[PROBLEM DESCRIPTION]: Provide the records once more, identical to the original.

[LISTING]:
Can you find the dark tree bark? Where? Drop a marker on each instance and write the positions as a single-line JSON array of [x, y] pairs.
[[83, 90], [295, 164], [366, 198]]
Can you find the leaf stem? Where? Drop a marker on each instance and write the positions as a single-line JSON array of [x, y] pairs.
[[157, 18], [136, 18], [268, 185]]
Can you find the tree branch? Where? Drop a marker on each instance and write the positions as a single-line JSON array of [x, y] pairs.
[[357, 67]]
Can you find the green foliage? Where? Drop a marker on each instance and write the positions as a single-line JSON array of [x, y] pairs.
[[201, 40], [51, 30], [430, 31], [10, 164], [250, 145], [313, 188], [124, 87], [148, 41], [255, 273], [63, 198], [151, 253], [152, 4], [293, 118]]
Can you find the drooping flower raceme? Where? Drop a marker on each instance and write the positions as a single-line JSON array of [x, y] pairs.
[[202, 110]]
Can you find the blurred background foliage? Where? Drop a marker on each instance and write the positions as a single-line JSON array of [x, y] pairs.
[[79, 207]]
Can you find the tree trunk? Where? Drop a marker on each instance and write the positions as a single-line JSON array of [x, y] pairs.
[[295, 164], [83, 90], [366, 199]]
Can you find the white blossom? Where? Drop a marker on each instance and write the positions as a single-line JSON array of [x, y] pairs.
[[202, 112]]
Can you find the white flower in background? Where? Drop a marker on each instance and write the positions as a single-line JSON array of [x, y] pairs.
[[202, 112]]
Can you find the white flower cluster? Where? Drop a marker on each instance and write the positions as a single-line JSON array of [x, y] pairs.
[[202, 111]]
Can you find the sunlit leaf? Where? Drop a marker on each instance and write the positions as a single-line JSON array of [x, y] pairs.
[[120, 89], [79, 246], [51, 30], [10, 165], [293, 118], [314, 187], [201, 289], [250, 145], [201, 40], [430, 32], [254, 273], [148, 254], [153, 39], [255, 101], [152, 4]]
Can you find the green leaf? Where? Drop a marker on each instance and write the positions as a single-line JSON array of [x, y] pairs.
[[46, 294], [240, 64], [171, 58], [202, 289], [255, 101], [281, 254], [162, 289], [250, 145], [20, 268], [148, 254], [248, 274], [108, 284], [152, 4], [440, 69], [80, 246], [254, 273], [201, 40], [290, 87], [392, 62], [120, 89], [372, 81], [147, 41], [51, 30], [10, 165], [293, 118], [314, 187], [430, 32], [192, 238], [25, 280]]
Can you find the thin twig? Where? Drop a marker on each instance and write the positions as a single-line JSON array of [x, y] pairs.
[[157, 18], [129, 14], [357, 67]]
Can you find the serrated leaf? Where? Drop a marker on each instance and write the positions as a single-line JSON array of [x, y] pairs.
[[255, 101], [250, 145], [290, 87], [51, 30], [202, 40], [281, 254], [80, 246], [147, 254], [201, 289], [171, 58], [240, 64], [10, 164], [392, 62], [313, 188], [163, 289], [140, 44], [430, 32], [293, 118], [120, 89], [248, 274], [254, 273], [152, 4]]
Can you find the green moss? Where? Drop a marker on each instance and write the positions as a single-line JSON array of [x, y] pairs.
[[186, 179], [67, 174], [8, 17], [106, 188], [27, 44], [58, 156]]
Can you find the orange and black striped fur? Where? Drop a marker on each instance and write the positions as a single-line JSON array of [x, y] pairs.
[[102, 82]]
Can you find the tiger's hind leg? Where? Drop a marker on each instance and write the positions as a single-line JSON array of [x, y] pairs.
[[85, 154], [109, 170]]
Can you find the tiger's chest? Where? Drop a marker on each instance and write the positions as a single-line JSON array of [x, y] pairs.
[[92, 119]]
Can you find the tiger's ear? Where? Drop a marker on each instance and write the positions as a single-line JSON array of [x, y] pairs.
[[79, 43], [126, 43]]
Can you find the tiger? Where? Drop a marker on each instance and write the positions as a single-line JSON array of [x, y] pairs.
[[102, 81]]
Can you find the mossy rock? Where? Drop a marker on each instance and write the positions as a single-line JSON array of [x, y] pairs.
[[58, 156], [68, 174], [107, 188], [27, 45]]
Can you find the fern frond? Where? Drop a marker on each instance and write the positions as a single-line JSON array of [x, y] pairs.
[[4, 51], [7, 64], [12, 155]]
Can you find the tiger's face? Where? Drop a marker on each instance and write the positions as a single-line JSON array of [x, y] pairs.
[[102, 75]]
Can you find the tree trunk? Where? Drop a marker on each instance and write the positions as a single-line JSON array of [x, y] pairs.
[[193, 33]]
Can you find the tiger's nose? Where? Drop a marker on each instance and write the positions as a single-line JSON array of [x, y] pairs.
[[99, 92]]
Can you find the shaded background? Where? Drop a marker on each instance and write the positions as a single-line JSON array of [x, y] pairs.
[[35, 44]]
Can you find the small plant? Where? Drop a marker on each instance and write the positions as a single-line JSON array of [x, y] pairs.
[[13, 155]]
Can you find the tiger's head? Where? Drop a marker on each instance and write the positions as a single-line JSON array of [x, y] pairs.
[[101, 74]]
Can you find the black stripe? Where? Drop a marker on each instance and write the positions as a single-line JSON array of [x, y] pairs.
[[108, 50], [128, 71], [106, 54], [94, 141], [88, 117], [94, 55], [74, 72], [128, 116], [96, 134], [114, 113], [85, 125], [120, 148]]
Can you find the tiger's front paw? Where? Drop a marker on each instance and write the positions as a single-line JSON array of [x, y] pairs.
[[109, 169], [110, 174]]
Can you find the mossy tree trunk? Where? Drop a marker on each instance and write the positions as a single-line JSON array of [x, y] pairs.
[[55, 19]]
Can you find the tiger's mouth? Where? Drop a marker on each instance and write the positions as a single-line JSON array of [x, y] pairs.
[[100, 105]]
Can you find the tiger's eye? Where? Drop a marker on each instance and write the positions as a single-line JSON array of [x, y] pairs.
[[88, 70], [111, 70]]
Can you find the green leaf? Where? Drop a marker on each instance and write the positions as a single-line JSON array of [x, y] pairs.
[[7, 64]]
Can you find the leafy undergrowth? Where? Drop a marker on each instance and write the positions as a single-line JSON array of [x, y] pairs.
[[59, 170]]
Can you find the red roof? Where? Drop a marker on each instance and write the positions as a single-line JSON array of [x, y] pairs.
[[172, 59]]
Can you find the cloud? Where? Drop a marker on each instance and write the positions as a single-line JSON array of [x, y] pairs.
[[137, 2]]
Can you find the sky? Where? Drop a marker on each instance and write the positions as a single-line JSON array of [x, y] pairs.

[RESPONSE BELOW]:
Can you find the dark tree bark? Where? Drop a marker on each instance and write the positions as a single-line JSON array of [x, y] pairs.
[[83, 90], [295, 164], [366, 198]]
Can you find the leaf stem? Where? Drop a marker on each instance and write the positions as a single-line JSON array of [x, y] pairs.
[[157, 18], [136, 18], [268, 185]]
Can you find the tree branch? Where? Drop a marker on each instance and write the positions as a single-line JSON array of [x, y] pairs.
[[357, 67]]
Can you find the green foliage? Where? Drop a marker on each instance and write the positions as a single-line JSON array of [x, y] pairs.
[[201, 40], [51, 30], [430, 31], [10, 164], [250, 145], [313, 188], [124, 87], [148, 41], [255, 273], [63, 198], [151, 253], [152, 4], [293, 118]]
Can you find the drooping flower raceme? Where? Drop a marker on each instance and write the positions as a single-line JSON array of [x, y] pairs.
[[202, 110]]
Can you find the blurred background foliage? Where? Drop a marker on each instance and write the positions as a single-line JSON array of [x, y] pairs.
[[79, 207]]
Can you find the tree trunk? Where? Drop a marker on each instance and write the positions as a single-line JSON array of [x, y] pairs.
[[295, 164], [83, 90], [366, 199]]
Can you find the white blossom? Where? Drop a marker on each instance and write the positions as a single-line JSON array of [x, y] pairs.
[[202, 112]]
Can you find the white flower in background? Where? Drop a marker on each instance and write the positions as a single-line JSON array of [x, y] pairs.
[[202, 112]]
Can you find the white flower cluster? Where? Drop a marker on each instance and write the positions as a single-line JSON array of [x, y] pairs.
[[202, 111]]
Can you find the sunlit leaf? Where? Drop a marker on each instance and write the positions as a single-line JSON array of [x, y] pairs.
[[120, 89], [79, 246], [51, 30], [10, 165], [293, 118], [314, 187], [201, 289], [250, 145], [201, 40], [430, 32], [254, 273], [148, 254], [153, 39], [255, 101], [152, 4]]
Can you find the green leaf? Where? Drop a marker on each instance and write the positions as a single-line JSON array of [x, y] pairs.
[[46, 294], [240, 64], [171, 58], [202, 289], [255, 101], [281, 254], [162, 289], [250, 145], [20, 268], [148, 254], [248, 274], [108, 284], [152, 4], [440, 69], [80, 246], [254, 273], [201, 40], [290, 87], [392, 62], [120, 89], [372, 81], [147, 41], [51, 30], [10, 165], [293, 118], [314, 187], [430, 32], [192, 238], [25, 280]]
Can you find the thin twig? Where? Drop a marker on each instance and write the positions as a single-line JSON array of [x, y] pairs.
[[157, 18], [129, 14], [357, 67]]
Can you find the serrated leaf? Where? Drop a marker on each instance and write the positions as a single-line JSON array of [x, y] pairs.
[[255, 101], [250, 145], [290, 87], [51, 30], [202, 40], [281, 254], [80, 246], [147, 254], [201, 289], [171, 58], [240, 64], [10, 164], [392, 62], [313, 188], [163, 289], [140, 44], [430, 32], [293, 118], [120, 89], [248, 274], [254, 273], [152, 4]]
Can you find the green moss? Where? Drop a marker on each instance and write the positions as a single-line JSON array of [x, y] pairs.
[[186, 179], [67, 174], [8, 17], [106, 188], [27, 44], [58, 156]]
Can you find the orange and black striped fur? Where? Drop a marker on each instance and write the positions as a single-line JSON array of [x, y] pairs.
[[102, 82]]
Can you find the tiger's hind leg? Where? Drop a marker on each instance and write the positions as a single-line JSON array of [x, y] pairs.
[[85, 154], [109, 170]]
Can you find the tiger's chest? Where? Drop a marker on each instance and write the positions as a single-line JSON array of [x, y] pairs.
[[92, 119]]
Can you find the tiger's ear? Where? Drop a marker on each instance and write the positions as a single-line JSON array of [x, y] pairs.
[[79, 43], [126, 43]]
Can you find the tiger? Where? Drop a marker on each instance and write the positions as a single-line JSON array of [x, y] pairs.
[[102, 81]]
Can you find the mossy rock? Where? Drop a marker on each instance and write the positions as a single-line JSON array of [x, y] pairs.
[[58, 156], [68, 174], [107, 188], [27, 45]]
Can you find the fern frond? Where? Drop a marker on each instance and write the positions as a single-line JSON array of [x, y] pairs.
[[4, 51], [7, 64], [12, 155]]
Can you find the tiger's face? Where? Drop a marker on each instance and write the positions as a single-line JSON array of [x, y] pairs.
[[102, 75]]
Can you find the tree trunk? Where? Drop a marker on each instance and write the positions as a single-line JSON array of [x, y] pairs.
[[193, 33]]
Can you find the tiger's nose? Where? Drop a marker on each instance and write the positions as a single-line JSON array of [x, y] pairs.
[[99, 92]]
Can you find the shaded background? Where? Drop a marker on each instance and write the positions as a single-line JSON array of [x, y] pairs.
[[35, 44]]
Can you find the small plant? Where? Drop a marker on each instance and write the positions as a single-line JSON array of [x, y] pairs.
[[13, 155]]
Can you find the tiger's head? Where? Drop a marker on each instance and write the positions as a single-line JSON array of [x, y] pairs.
[[101, 74]]
Can you find the black stripe? Where? Drop a marker on each instance and write the positions as a single-line JSON array of [x, y] pairs.
[[108, 50], [128, 71], [106, 54], [94, 141], [88, 117], [94, 55], [74, 72], [128, 116], [96, 134], [114, 113], [85, 125], [120, 148]]
Can you find the tiger's front paw? Where? Drop a marker on each instance and write the positions as a single-line JSON array of [x, y] pairs.
[[109, 169], [110, 174]]
Can you find the mossy tree trunk? Where? Drop a marker on each instance and write the positions as a single-line JSON array of [x, y] pairs.
[[55, 19]]
Can you find the tiger's mouth? Where? Drop a marker on each instance and write the positions as a single-line JSON array of [x, y] pairs.
[[100, 105]]
Can you find the tiger's eye? Where? Drop a marker on each instance and write the positions as a single-line JSON array of [x, y] pairs.
[[88, 70], [111, 70]]
Can you find the green leaf? Where? Drop a marker on each instance and write the positions as a single-line JSON array of [x, y] pairs.
[[7, 64]]
Can you find the leafy undergrowth? Where? Drop a marker on each instance and write the positions as a single-line JSON array of [x, y] pairs.
[[59, 170]]
Can you find the red roof? Where? Drop a marker on each instance and write the positions as a single-line JSON array of [x, y] pairs.
[[172, 59]]
Can you find the cloud? Where? Drop a marker on each instance and write the positions as a single-line JSON array of [x, y] pairs.
[[137, 2]]
Can you find the sky? Where? Drop a marker on each instance and write the positions as a single-line JSON array of [x, y] pairs.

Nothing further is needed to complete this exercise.